§ STATED EXERCISE
Each entry below should be reproduced character for character.

§ MATERIAL FOR THE TASK

"""

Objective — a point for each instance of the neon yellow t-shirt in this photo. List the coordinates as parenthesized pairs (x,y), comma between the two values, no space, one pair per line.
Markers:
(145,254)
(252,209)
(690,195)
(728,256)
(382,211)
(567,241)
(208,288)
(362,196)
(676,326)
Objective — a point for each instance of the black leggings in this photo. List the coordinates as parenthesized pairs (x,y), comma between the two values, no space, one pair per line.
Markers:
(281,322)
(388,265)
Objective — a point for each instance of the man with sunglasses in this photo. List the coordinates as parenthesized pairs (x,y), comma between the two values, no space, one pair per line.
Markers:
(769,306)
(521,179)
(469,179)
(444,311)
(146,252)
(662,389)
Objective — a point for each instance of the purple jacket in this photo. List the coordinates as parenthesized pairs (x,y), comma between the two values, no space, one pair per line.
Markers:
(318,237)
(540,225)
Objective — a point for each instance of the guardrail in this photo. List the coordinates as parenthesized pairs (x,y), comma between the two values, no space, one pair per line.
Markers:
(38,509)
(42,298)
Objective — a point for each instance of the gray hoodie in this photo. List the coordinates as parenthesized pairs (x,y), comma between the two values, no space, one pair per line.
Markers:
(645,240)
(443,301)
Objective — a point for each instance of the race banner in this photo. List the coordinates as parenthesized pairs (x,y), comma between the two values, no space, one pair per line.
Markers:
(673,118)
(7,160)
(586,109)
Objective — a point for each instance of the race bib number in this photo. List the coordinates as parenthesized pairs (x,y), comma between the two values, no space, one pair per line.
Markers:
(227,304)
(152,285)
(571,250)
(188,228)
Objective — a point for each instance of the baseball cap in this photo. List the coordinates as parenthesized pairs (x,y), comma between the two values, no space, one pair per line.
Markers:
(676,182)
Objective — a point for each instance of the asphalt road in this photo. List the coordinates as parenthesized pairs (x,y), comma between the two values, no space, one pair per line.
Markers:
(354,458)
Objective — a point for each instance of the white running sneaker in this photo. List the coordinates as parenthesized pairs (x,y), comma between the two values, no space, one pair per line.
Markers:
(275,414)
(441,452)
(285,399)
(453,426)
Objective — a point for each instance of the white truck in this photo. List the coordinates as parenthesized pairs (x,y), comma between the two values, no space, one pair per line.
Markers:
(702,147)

"""

§ SOLVED EXERCISE
Objective — a point for each instance of the neon yellow t-shirt in this photo. List the coordinates as parenthesized pairs (x,y), comma between the two values, no space, one pair per line.
Markers:
(145,254)
(252,209)
(690,195)
(728,256)
(382,211)
(567,241)
(208,288)
(362,196)
(676,326)
Objective — a point for each instance of the black leggings in this photo. List the coordinates as parenthesized pairs (x,y), comma between the two values, no space, one pair per line.
Markers:
(281,322)
(388,265)
Objective — a point for each instance of the man with sunglasses in this photo. List the coordinates as parenthesized pairs (x,y), comma between the two values, no space, one pair per line.
Markers:
(769,306)
(521,179)
(469,179)
(444,311)
(146,252)
(662,389)
Objective — a point for each instance of the purple jacket in this photo. List the coordinates as parenthesized pairs (x,y), comma between the two values, no space, one pair per line.
Markers:
(318,237)
(540,225)
Objective — a point for each instance of the guardrail in this photo. List the coordinates as parenthesized pairs (x,y), comma between the two values, no space, one pair per line.
Markers:
(38,509)
(42,298)
Objective — a point for each instance of the gray hoodie in this photo. List the coordinates as parenthesized pairs (x,y), comma between the two values, no space, one pair per line.
Markers:
(645,240)
(443,301)
Objective — a point for each instance of the race banner in this photo. List the coordinates as parenthesized pairs (x,y), comma between the two values, no space, one pair per line.
Markers:
(673,118)
(7,160)
(586,109)
Objective — a point for each instance of the race bib number in this photo. List the coordinates as parenthesized pairs (x,y), comma between the two values, no space, one pair per line.
Markers:
(227,304)
(152,285)
(571,250)
(188,228)
Objective — a point for each instance of the baseball cap in this photo. List the coordinates as parenthesized pairs (x,y), comma between the two values, no space, one pair per line.
Markers:
(676,182)
Objective — a point for each instance of the asphalt road in this photo. List the coordinates as parenthesized pairs (x,y), comma between the two values, no space, one pair per line.
Markers:
(354,458)
Objective — a point for each instance of the white running sneaker in this photo. List the coordinates as parenthesized pairs (x,y), comma between the two values, no space, one pair per line.
Markers:
(275,414)
(441,452)
(285,399)
(453,426)
Objective — a point for each instance of the white truck in this photo. List the coordinates as parenthesized pairs (x,y), comma between the two values, no space, one pair per line.
Markers:
(702,147)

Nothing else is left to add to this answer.